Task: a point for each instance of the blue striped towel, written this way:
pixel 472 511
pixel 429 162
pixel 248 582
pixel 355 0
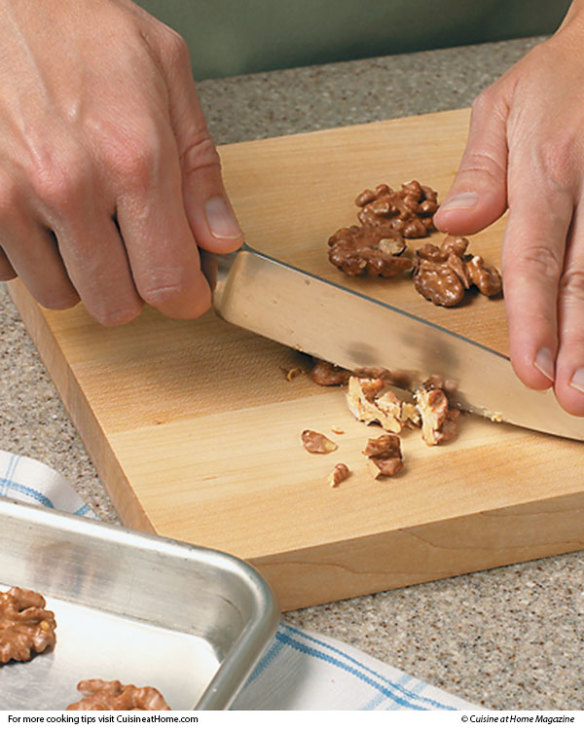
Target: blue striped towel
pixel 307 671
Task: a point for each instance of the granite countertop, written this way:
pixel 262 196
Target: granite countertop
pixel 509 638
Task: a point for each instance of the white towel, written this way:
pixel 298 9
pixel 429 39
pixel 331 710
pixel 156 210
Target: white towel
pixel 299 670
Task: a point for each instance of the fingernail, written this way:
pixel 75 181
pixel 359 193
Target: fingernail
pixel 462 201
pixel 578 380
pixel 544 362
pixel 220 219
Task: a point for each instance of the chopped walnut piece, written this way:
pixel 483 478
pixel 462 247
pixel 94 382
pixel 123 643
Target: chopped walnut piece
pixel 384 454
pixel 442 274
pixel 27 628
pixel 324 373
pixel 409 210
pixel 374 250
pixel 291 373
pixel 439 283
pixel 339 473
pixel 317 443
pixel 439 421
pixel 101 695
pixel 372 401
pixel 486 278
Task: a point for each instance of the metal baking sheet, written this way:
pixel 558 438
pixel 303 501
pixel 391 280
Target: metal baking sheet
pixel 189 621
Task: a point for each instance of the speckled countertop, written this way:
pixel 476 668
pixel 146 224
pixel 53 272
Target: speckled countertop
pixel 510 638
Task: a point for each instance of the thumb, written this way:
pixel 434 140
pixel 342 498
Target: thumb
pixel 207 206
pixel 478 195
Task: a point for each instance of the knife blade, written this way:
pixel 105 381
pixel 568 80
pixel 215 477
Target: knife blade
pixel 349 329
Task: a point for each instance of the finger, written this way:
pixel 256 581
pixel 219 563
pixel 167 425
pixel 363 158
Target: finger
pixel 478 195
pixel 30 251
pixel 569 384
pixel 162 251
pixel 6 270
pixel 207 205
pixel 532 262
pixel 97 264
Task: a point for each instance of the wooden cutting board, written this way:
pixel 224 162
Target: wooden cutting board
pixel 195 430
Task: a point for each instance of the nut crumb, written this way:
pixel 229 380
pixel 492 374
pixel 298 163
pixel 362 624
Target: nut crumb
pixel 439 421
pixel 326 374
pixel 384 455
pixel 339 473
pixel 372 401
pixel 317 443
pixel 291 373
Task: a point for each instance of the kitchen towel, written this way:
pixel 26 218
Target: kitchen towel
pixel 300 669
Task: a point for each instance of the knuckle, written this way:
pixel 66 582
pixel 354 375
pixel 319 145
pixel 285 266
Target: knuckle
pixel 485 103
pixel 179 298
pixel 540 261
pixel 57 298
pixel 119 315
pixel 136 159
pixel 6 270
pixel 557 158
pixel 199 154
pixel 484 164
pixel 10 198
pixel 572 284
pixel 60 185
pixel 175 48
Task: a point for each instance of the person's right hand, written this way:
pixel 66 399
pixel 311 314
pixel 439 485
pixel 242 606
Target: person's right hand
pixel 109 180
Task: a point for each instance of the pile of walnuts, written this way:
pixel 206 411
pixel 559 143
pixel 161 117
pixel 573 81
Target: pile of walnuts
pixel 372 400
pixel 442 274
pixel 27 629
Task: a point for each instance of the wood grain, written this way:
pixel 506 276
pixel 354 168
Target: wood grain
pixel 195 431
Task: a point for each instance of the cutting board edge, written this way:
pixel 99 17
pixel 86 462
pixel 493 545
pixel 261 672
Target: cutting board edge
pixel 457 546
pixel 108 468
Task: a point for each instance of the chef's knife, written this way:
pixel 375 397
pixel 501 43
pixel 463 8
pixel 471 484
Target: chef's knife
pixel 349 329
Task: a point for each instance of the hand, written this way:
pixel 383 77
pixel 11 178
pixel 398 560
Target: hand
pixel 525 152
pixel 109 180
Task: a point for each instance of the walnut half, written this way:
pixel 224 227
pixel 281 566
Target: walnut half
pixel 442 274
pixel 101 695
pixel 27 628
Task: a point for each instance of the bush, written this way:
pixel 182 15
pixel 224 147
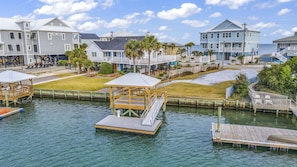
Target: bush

* * * *

__GIVEN TASK__:
Copy out the rows word for word, starting at the line that contains "Task: a point for each instance of the walnut" and ending at the last row, with both included. Leave the pictures out of your copy.

__COMPLETE ANSWER__:
Task: a point for each instance of the walnut half, written this way:
pixel 224 227
pixel 281 566
Target: walnut half
pixel 442 274
pixel 101 695
pixel 27 628
Task: a point for each instance of the bush, written this way:
pixel 182 15
pixel 224 147
Target: bush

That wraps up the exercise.